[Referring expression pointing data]
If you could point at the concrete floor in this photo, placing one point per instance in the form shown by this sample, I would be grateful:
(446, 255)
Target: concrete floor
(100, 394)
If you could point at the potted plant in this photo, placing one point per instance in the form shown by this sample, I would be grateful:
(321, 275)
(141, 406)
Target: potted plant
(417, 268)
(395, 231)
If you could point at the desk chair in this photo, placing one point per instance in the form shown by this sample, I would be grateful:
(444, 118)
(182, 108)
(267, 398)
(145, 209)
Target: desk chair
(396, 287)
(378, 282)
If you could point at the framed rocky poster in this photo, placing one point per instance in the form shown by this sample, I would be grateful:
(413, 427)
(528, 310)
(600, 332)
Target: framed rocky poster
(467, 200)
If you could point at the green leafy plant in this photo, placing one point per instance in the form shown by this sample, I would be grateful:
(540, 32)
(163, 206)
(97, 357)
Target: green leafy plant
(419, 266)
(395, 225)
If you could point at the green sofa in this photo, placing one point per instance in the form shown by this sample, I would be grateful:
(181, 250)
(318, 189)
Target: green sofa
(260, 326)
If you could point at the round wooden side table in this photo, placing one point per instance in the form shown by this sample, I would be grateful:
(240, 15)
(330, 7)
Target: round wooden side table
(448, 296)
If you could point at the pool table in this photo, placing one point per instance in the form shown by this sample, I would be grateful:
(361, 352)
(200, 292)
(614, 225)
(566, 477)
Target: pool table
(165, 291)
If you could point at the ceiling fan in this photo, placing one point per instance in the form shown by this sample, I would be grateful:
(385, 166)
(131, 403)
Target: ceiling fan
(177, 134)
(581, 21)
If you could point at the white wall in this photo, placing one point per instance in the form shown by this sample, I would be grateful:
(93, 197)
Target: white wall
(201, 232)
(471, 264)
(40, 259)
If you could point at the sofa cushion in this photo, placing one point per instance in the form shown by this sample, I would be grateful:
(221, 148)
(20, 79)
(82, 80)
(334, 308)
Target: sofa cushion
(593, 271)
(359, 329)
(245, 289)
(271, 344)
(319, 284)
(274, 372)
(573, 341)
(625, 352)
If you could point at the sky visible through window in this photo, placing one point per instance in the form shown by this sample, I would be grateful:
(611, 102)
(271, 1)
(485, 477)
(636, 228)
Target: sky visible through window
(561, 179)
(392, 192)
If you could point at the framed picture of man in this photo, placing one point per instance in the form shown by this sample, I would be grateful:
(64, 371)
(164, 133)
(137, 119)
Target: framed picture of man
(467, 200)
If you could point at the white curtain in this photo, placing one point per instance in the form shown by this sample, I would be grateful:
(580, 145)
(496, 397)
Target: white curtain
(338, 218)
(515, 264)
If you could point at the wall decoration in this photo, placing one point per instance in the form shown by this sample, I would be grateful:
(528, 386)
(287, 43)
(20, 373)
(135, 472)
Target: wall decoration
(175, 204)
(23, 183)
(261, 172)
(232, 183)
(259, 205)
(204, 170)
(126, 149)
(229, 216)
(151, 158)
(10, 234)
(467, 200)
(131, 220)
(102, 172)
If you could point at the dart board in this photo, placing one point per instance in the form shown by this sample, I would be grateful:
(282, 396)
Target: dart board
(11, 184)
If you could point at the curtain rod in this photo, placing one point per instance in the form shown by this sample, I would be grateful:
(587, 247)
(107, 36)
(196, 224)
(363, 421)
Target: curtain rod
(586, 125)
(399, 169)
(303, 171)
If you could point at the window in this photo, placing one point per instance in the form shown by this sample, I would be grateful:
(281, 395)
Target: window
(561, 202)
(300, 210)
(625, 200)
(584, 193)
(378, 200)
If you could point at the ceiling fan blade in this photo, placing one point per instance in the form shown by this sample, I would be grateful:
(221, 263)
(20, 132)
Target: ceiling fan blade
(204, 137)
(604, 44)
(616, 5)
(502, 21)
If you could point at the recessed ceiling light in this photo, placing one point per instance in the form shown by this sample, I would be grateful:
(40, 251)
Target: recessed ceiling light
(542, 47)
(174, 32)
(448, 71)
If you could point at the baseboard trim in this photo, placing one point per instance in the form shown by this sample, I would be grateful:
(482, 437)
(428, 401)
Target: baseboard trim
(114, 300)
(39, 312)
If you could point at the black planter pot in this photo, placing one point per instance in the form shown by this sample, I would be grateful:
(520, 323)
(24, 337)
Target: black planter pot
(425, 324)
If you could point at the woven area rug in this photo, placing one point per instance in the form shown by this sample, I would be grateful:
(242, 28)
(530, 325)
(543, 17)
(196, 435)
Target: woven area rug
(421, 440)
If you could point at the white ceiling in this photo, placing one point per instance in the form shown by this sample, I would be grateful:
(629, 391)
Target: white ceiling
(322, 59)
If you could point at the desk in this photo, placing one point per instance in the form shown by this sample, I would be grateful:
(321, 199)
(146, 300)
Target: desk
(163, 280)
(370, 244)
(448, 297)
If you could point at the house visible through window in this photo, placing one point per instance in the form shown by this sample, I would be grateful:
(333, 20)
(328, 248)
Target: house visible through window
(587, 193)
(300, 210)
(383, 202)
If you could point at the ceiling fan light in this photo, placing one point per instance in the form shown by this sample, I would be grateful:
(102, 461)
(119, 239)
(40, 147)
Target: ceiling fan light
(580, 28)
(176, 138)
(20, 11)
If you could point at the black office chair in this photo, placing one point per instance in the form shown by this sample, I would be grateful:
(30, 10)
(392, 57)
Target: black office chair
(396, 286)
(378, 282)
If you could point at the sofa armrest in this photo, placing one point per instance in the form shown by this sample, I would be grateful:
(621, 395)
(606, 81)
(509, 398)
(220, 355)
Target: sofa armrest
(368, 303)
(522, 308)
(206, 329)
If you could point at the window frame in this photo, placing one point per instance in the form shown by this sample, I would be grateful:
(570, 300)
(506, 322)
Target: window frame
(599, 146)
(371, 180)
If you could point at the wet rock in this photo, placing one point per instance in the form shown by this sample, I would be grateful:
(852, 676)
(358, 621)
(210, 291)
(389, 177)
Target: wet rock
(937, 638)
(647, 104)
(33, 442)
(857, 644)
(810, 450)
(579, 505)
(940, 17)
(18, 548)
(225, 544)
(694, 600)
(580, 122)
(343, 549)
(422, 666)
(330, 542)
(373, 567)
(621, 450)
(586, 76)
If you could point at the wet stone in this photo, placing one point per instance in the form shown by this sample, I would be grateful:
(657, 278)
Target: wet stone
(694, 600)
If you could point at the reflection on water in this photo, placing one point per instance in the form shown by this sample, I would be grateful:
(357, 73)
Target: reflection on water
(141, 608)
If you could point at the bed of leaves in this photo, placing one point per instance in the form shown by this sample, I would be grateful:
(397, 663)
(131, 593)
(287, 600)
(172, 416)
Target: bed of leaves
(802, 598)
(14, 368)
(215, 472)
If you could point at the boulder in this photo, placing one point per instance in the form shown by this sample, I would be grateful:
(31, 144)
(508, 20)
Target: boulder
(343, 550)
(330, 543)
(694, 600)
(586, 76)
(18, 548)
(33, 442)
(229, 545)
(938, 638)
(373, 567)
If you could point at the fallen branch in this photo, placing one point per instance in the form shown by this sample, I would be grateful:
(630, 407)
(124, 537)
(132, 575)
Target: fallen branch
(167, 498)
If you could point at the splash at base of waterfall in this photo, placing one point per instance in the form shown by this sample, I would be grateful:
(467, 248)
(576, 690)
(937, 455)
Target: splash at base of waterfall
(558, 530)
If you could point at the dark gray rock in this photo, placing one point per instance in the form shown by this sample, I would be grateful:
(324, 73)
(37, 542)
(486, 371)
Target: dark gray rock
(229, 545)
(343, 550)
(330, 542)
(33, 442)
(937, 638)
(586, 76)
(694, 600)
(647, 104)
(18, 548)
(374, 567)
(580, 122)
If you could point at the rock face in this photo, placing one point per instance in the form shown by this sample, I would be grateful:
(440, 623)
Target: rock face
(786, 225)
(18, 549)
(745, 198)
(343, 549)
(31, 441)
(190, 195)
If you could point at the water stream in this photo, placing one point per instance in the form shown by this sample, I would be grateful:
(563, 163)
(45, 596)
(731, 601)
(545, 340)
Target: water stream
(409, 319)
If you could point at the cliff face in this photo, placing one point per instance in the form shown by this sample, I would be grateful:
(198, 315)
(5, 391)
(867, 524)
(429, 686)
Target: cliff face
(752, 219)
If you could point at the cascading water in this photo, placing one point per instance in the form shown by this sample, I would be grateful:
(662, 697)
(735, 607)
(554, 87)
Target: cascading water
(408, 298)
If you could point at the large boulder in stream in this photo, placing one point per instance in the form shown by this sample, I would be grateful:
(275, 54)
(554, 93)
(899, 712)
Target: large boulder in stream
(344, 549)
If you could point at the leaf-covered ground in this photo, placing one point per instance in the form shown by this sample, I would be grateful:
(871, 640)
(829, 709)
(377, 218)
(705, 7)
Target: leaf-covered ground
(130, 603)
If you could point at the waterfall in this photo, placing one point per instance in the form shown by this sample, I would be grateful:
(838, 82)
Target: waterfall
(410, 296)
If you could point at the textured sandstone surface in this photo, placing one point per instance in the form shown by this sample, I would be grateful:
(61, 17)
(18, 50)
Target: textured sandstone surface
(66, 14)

| Work to be completed |
Look above for the line with "If you could point at the ceiling fan blade" and the line with "If you could point at the desk in", and reproduce exactly those two lines plus every line between, nothing more.

| Written solution |
If you could point at the ceiling fan blade in this photo, placing one point per instance in the form shown by this sample, I would be grateful:
(221, 263)
(20, 132)
Target: ceiling fan blade
(204, 137)
(604, 44)
(616, 5)
(502, 21)
If you could point at the recessed ceiling light in this photo, placing one point per instance in the form shown by this sample, I would be grateful:
(40, 251)
Target: recessed ceiling light
(542, 47)
(174, 32)
(448, 71)
If you could point at the baseboard trim in this photo, placing one point per instance in the form shown by this sample, I would be grateful:
(482, 437)
(428, 401)
Target: baseboard trim
(114, 300)
(39, 312)
If you could point at the black planter pot in this photo, placing one point per instance in the form shown by this sample, I would be grateful:
(520, 323)
(24, 337)
Target: black planter pot
(425, 324)
If you could point at the woven area rug in this photo, placing one point per instance in the form shown by this sample, I would be grateful:
(242, 28)
(530, 325)
(543, 17)
(196, 435)
Target: woven area rug
(421, 440)
If you could point at the white ceiling in this photo, placing one point per instance in the form shown by this sample, I would be grateful:
(629, 391)
Target: white ceiling
(322, 59)
If you could point at the desk in this photo, placing one point per instance in the form shown by this sample, I would be grateful:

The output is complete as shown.